_ARTICLE:_
◆ ◆ ◆

Sick of ineffectivity of MARC in workflows because it didn’t support what they needed to do — converting data between the formats was a pain in the arse, so they started creating a linked-data-based system. Linked data system adds the functionality they needed. Use JSON-LD because it’s a tool non-RDF people can use.
RDF lets you solve problems as they arise, while other formats (MARC) can’t extend to cover new functionality.
Open source, self-programmed.
Important distinction is that there’s no difference between you data and other people’s data. You need to be able to handle the distributed model.
They have MARC, but it’s generated from RDF. Co-existence with the legacy data is necessary. MODS is also there. The formats need to be kept away from the core system — they are exchange formats. Inside, they have linked data, outside they have many data formats. This separation keeps the core system safe from the influence of the bad ideas.
Data aggregates from publishers/vendors breaks the idea of linked data — everyone should publish their own data, if not the aggregate must be transparent.
Linked data needs interfaces for users. In order to convince people, they created an interface and helped institutions create their own linked data.
TBLs 5-star model isn’t enough, actually using the data makes it real; to be useful it needs to be used. Linked data and a UX is useful data. Do things quickly, try to understand what people are trying to achieve.
RDF isn’t a format; it’s a way of representing data.
Around about here, I noted that my head really started shutting down — the following is a very brief overview of the content. My lack of reporting in no way reflects anything about the content & I apologize beforehand.
Have produced data. It is used a bit by non-library people. It is also used by libraries. Created an OPAC+ based on linked data. Users are happy with results like FRBR-ization, enrichment, navigation changes.
Talked about the Europeana project and its tools and workflows.

◆ ◆ ◆

_DATA ROWS:_
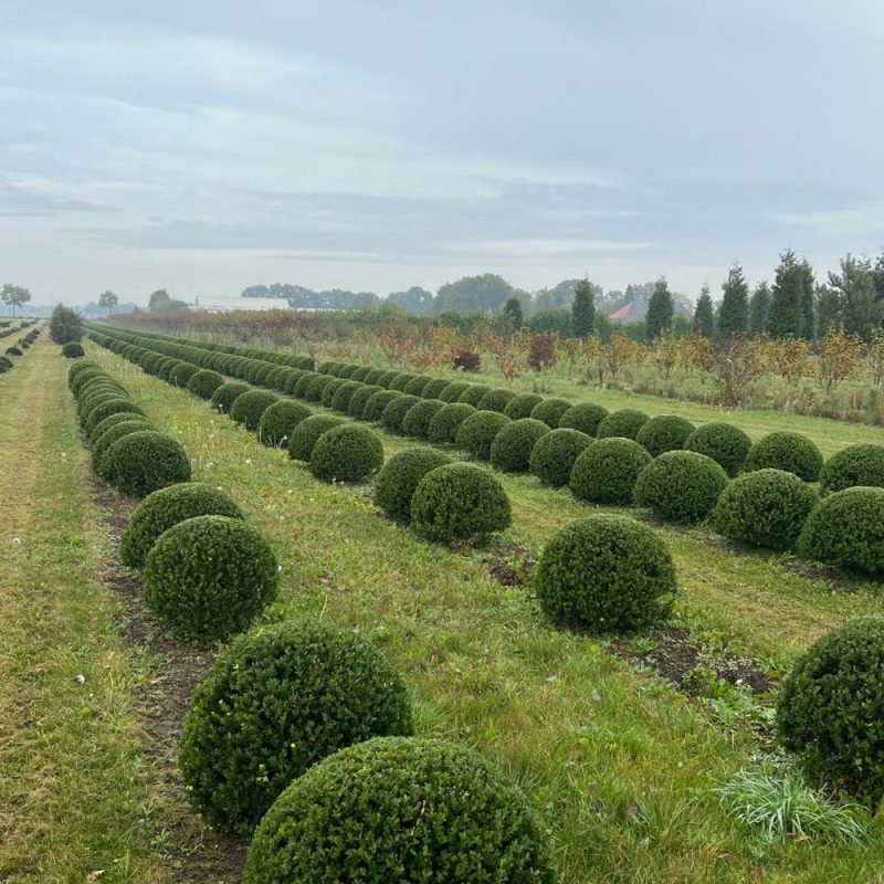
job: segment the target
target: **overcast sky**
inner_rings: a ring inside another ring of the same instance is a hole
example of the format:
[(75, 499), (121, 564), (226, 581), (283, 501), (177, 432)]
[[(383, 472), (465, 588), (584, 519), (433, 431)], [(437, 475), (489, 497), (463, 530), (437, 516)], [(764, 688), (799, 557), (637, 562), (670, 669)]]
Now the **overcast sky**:
[(690, 295), (884, 245), (881, 0), (0, 0), (0, 282)]

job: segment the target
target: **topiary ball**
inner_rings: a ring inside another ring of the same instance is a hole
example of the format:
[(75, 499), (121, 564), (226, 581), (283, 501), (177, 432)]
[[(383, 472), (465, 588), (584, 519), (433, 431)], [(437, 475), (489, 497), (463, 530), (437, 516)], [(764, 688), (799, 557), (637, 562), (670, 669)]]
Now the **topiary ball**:
[(705, 454), (667, 451), (651, 461), (635, 482), (635, 503), (666, 522), (701, 522), (727, 486), (727, 473)]
[(857, 617), (818, 639), (786, 676), (777, 732), (812, 778), (884, 796), (884, 619)]
[(317, 761), (413, 732), (408, 691), (375, 645), (287, 622), (246, 632), (215, 657), (193, 692), (178, 764), (202, 815), (248, 834)]
[(663, 540), (629, 516), (604, 514), (559, 530), (544, 549), (534, 581), (550, 620), (597, 633), (661, 620), (677, 591)]
[(557, 488), (567, 485), (575, 461), (591, 443), (592, 439), (579, 430), (552, 430), (541, 435), (532, 449), (532, 475)]
[(528, 800), (472, 749), (378, 737), (280, 796), (243, 884), (554, 884), (548, 841)]
[(164, 532), (145, 559), (145, 603), (207, 645), (242, 632), (276, 597), (276, 558), (255, 528), (229, 516), (194, 516)]
[(745, 470), (783, 470), (804, 482), (815, 482), (822, 469), (817, 445), (800, 433), (770, 433), (756, 442), (746, 457)]
[(575, 496), (598, 504), (631, 504), (639, 474), (651, 455), (632, 439), (599, 439), (575, 461)]
[(264, 410), (257, 424), (257, 438), (270, 448), (288, 448), (292, 430), (312, 414), (305, 404), (281, 399)]
[(823, 497), (804, 523), (798, 550), (836, 568), (884, 575), (884, 488), (844, 488)]
[(128, 568), (143, 568), (159, 536), (172, 525), (194, 516), (245, 518), (242, 509), (221, 488), (203, 482), (169, 485), (145, 497), (131, 514), (123, 533), (120, 561)]
[(684, 441), (685, 451), (712, 457), (732, 478), (743, 470), (751, 446), (751, 439), (739, 427), (724, 421), (704, 423)]
[(452, 459), (435, 449), (418, 445), (393, 455), (375, 480), (375, 503), (399, 522), (411, 520), (411, 497), (418, 483), (438, 466)]
[(101, 461), (102, 477), (130, 497), (190, 481), (190, 461), (177, 439), (144, 430), (118, 439)]
[(791, 549), (818, 499), (793, 473), (757, 470), (737, 476), (712, 511), (718, 534), (740, 544)]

◆ ◆ ◆

_WRITTEN EXERCISE:_
Extend the linked-data talk notes past their last line.

_RIGHT ANSWER:_
[Kai is a good guy who puts a lot of energy into important work on provenance in RDF, unfortunately I missed this year's provenance workshop]
Digitized manuscripts to Europeana.
Tool chain for data migration, Pundit and the openglam community.
Heterogenous data formats, TEI, MARC, MAB2, etc.
Europeana Data Model is generic in order to tackle heterogenous data formats. I have obvious problems with this approach.
Application profiles (schema.org etc.)
Retain original semantics, use existing URIs and type resources.
Reusing existing namespaces.
Approach uncertainties…with confidence level (and reification or named graphs).
Application of LOD to Enrich the Collection of Digitized Medieval Manuscripts at the University of Valencia
Jose Manuel Barrueco Cruz
Talked about the process of converting traditional metadata to linked data and presenting this.
As well as a nice introduction featuring some good – and realistic — ideas around library resource management, Warner gave a coherent, smart and understandable overview of ResourceSync, which is no mean feat.
Enhancing an OAI-PMH Service Using Linked Data: A Report from the Sheet Music Consortium
This was a great presentation that captured my attention even at this late stage in the conference. Some of the methods of creating context seemed very well designed.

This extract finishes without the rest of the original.